(Set of tasks)
(1) In the arc length text, duplicate the passage from "Our lovely curve" up to and including "up the curve.".
(2) List every Latin letter used as a variable in the mathematical expressions of the arc length text's last paragraph.
(3) Translate this sentence from the arc length text into German: "I had used this formula plenty of times, but I realised that I had no intuition for why it was true, so I had a Think."

═════ Text ═════

\(\newcommand{\g}{\boldsymbol{\gamma}} \newcommand{\R}{\mathbb{R}}\) I was revising some calculus/mechanics from undergrad the other day and came across the arc length formula: given a differentiable curve \(\g: [a,b] \to \R^n\), the length of the curve is \[ L(\g) = \int_a^b ||\g’(t)|| \, dt \text{.} \] That is to say if I straightened out \(\g\), I would have a line of length \(L(\g)\). I had used this formula plenty of times, but I realised that I had no intuition for why it was true, so I had a Think.

Our lovely curve

I figured that if I was wanted to estimate the length of the curve by hand, I could split it up into smaller sections and approximate the length of each by the length of the line joining the two endpoints. So I partitioned my interval \([a,b]\) into \(N-1\) chunks of size \(\Delta t = (b-a)/N\), so the endpoints are \(\{t_i: \, i = 0,\dots, N\}\), where \(t_i = a + i\Delta t\), and used that to split up the curve.

═════ Information given ═════

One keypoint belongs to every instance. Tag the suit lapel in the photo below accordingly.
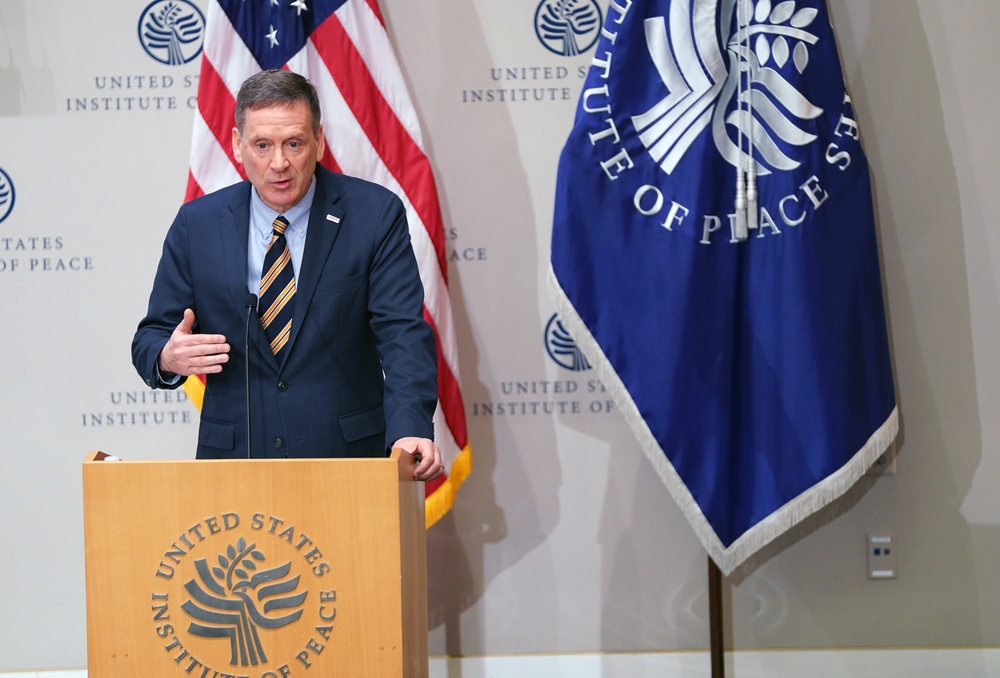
(325, 221)
(235, 229)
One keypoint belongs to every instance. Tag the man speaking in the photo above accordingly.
(297, 294)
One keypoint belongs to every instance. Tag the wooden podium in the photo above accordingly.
(255, 569)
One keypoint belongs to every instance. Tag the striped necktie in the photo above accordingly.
(277, 289)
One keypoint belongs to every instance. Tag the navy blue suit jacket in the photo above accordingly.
(360, 369)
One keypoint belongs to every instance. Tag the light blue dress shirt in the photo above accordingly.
(261, 218)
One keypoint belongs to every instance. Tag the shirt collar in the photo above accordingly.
(263, 216)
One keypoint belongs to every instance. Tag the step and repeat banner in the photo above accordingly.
(563, 539)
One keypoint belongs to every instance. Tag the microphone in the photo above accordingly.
(251, 306)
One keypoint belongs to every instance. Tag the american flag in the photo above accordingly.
(371, 131)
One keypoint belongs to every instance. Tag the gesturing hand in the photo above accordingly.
(186, 353)
(428, 456)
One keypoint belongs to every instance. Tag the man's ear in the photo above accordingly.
(236, 146)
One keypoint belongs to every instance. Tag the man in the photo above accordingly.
(354, 371)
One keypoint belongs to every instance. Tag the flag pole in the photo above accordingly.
(716, 637)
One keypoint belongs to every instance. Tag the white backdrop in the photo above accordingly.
(563, 539)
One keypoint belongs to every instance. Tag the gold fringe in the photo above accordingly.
(439, 503)
(195, 389)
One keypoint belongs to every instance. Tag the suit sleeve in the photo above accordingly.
(406, 343)
(171, 294)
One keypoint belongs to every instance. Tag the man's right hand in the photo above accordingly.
(186, 353)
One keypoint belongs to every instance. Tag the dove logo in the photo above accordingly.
(171, 31)
(6, 195)
(734, 85)
(562, 348)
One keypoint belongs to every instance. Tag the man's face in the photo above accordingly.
(279, 152)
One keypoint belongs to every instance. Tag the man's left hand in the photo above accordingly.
(427, 454)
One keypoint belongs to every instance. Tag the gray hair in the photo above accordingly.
(276, 87)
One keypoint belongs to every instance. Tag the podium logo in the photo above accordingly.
(232, 600)
(562, 348)
(6, 195)
(256, 583)
(568, 27)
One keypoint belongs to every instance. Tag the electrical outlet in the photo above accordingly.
(881, 556)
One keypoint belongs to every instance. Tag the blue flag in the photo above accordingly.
(714, 254)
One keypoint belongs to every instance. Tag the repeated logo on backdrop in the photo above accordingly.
(564, 396)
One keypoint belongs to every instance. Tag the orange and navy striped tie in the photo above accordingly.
(277, 289)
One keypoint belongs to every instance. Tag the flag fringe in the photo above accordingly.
(195, 389)
(441, 501)
(437, 504)
(764, 532)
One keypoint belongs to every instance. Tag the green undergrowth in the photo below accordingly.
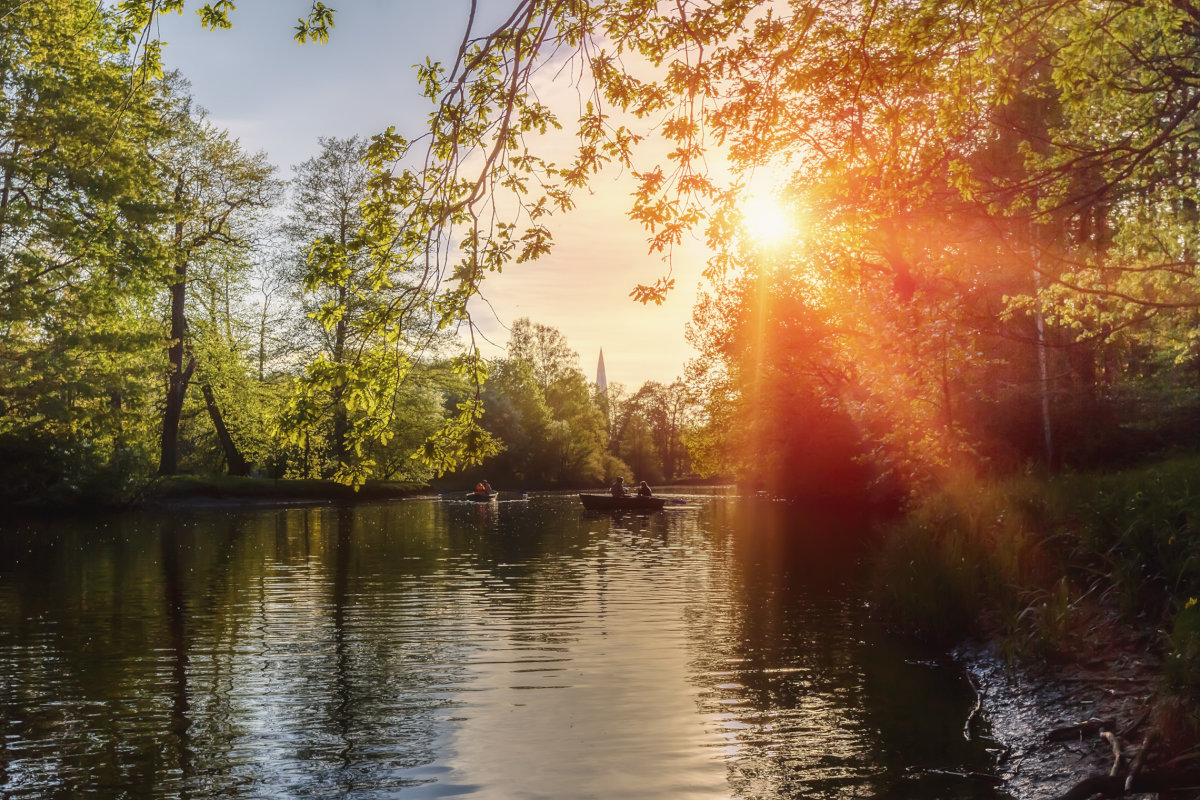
(191, 487)
(1043, 563)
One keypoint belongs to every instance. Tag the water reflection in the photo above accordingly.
(438, 649)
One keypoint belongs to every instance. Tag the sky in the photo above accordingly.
(279, 96)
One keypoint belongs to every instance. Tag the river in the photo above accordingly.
(437, 649)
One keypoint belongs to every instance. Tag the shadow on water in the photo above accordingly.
(717, 649)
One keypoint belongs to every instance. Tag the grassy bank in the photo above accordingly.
(1051, 566)
(262, 489)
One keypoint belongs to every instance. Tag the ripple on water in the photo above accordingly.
(417, 649)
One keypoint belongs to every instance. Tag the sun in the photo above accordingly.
(766, 222)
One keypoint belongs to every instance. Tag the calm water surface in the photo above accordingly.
(431, 649)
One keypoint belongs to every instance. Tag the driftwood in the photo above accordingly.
(1080, 731)
(1177, 775)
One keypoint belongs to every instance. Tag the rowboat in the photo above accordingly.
(630, 503)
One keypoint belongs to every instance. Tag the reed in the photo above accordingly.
(1030, 560)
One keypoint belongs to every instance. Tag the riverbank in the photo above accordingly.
(190, 488)
(1084, 589)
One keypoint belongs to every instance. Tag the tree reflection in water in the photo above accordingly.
(717, 649)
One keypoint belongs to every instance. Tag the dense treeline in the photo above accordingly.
(993, 259)
(169, 305)
(559, 429)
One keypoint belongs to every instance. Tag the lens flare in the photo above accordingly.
(766, 222)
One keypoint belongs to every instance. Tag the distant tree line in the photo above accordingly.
(559, 429)
(168, 304)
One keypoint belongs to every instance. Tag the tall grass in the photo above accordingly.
(1031, 559)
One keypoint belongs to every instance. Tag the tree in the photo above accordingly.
(79, 262)
(951, 160)
(375, 322)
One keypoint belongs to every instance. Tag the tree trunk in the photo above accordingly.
(168, 462)
(235, 462)
(177, 378)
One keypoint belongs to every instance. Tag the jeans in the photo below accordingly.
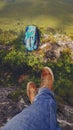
(40, 115)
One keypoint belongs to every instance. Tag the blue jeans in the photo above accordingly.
(40, 115)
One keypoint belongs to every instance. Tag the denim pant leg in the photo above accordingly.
(40, 115)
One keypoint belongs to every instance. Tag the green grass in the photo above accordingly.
(49, 13)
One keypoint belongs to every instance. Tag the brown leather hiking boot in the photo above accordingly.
(47, 78)
(31, 91)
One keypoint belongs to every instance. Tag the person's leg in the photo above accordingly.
(40, 115)
(31, 91)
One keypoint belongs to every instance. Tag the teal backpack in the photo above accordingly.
(31, 38)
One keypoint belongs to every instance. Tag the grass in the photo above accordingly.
(50, 13)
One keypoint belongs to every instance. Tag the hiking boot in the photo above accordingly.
(31, 91)
(47, 78)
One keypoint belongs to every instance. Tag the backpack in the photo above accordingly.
(31, 38)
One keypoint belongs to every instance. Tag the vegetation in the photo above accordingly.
(15, 62)
(57, 14)
(52, 17)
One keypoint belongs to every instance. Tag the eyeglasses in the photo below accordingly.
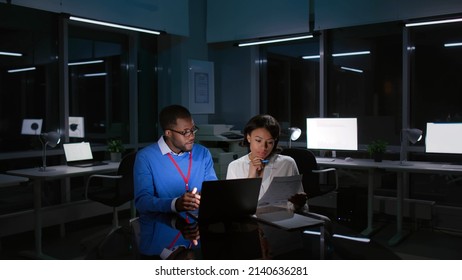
(187, 132)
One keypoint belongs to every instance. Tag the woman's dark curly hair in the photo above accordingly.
(263, 121)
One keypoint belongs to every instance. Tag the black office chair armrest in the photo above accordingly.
(328, 170)
(87, 185)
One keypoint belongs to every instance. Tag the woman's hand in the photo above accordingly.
(256, 167)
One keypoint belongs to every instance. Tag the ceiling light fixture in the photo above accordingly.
(103, 23)
(95, 75)
(85, 62)
(21, 70)
(10, 54)
(351, 53)
(447, 45)
(433, 22)
(351, 69)
(337, 54)
(275, 40)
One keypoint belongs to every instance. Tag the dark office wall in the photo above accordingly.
(330, 14)
(171, 16)
(243, 19)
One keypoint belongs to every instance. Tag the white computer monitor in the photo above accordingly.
(332, 134)
(31, 126)
(76, 127)
(443, 138)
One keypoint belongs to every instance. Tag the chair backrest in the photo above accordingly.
(125, 186)
(306, 163)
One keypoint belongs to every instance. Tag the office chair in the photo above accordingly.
(307, 165)
(119, 192)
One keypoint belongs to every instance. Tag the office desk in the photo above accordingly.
(402, 170)
(10, 180)
(54, 173)
(160, 233)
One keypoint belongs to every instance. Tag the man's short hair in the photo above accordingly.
(170, 114)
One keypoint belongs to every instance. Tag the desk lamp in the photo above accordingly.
(48, 139)
(295, 133)
(412, 135)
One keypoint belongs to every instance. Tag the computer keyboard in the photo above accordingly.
(90, 164)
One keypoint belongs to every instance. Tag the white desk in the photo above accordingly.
(401, 170)
(53, 173)
(10, 180)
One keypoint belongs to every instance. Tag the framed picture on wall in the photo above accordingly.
(201, 87)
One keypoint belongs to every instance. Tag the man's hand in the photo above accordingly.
(299, 200)
(188, 201)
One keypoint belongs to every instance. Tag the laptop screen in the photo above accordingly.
(77, 151)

═════

(Exercise solutions)
(1)
Our lovely curve

I figured that if I was wanted to estimate the length of the curve by hand, I could split it up into smaller sections and approximate the length of each by the length of the line joining the two endpoints. So I partitioned my interval \([a,b]\) into \(N-1\) chunks of size \(\Delta t = (b-a)/N\), so the endpoints are \(\{t_i: \, i = 0,\dots, N\}\), where \(t_i = a + i\Delta t\), and used that to split up the curve.

(2) a, b, N, t, i

(3) Ich hatte diese Formel schon oft verwendet, merkte aber, dass ich kein intuitives Verständnis dafür hatte, warum sie gilt, also dachte ich gründlich darüber nach.